- 設問 -
本文によると、バリローチェで見つけたのはどのようなお店ですか。

- 本文 -

-.-.-

東知世子の南米旅行記「アルゼンチン片思い」Vol.7:チョコレートの村とアルゼンチンの祝日“国旗の日”

バリローチェで見つけた“マトリョーシュカの”チョコレート屋さん、そしてサルタで過ごした賑やかで魔法のような祝日。
東知世子の南米旅行記「アルゼンチン片思い」Vol.7:チョコレートの村とアルゼンチンの祝日“国旗の日”
ちょうど行き当たったのが「国旗の日」で民族衣装の凛々しい若者たちに遭遇

地上で一番チョコレートが美味しい村?

-.-.-

[位置特定記録]
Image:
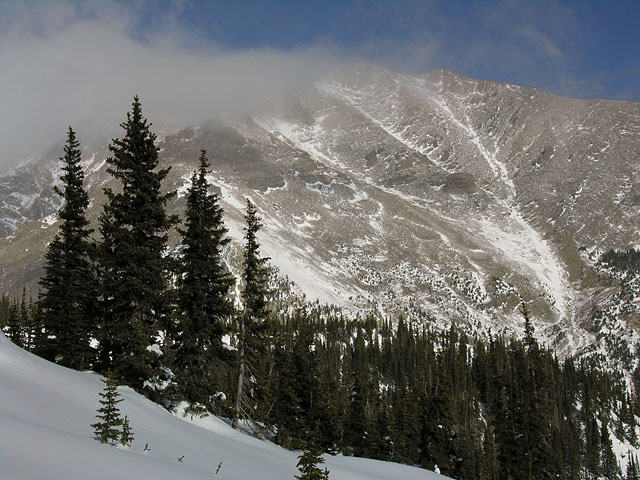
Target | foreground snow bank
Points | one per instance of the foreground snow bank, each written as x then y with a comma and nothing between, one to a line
46,410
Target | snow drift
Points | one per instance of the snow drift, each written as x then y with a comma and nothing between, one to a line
46,410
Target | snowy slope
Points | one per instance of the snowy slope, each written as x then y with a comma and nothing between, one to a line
46,410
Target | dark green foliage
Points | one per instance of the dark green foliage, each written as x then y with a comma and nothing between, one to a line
609,464
134,270
203,287
308,465
633,472
107,428
68,296
254,337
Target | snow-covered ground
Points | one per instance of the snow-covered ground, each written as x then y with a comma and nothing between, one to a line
46,410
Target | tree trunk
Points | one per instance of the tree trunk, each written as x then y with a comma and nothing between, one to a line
236,414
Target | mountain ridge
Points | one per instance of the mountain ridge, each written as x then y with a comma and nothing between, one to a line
435,196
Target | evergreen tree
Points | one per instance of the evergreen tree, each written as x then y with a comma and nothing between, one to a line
134,270
15,329
68,295
308,462
108,414
632,468
126,436
253,327
203,288
609,463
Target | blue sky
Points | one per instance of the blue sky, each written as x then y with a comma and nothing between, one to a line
580,48
80,62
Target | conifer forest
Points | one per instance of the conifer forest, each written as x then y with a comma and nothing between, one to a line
177,325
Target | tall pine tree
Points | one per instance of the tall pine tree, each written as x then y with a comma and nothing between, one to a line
252,322
134,269
68,295
203,288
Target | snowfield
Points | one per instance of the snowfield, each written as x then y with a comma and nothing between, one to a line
46,410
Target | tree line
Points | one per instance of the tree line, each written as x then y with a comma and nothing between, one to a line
165,323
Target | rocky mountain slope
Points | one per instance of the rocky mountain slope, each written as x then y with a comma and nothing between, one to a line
438,196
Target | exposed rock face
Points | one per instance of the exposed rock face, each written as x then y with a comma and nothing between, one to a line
432,194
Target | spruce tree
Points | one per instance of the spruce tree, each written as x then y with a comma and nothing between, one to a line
203,288
134,270
15,329
608,461
107,429
126,436
252,328
308,465
68,295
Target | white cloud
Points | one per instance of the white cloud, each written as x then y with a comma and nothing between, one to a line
63,66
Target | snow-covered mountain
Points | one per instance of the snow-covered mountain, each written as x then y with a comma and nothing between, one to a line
45,417
437,196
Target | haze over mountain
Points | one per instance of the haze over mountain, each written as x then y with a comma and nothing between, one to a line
435,196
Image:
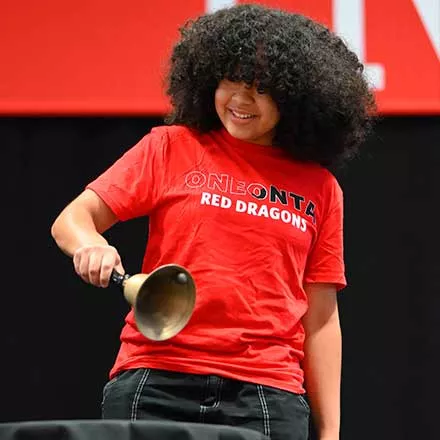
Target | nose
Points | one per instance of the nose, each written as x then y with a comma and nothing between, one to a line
243,94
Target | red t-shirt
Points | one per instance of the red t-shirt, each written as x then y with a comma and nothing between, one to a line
251,225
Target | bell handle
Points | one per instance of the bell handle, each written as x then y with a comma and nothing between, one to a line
118,279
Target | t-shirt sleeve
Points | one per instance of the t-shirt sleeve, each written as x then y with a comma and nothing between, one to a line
132,186
325,262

-.-.-

- 解答 -
“マトリョーシュカの”チョコレート屋さんです。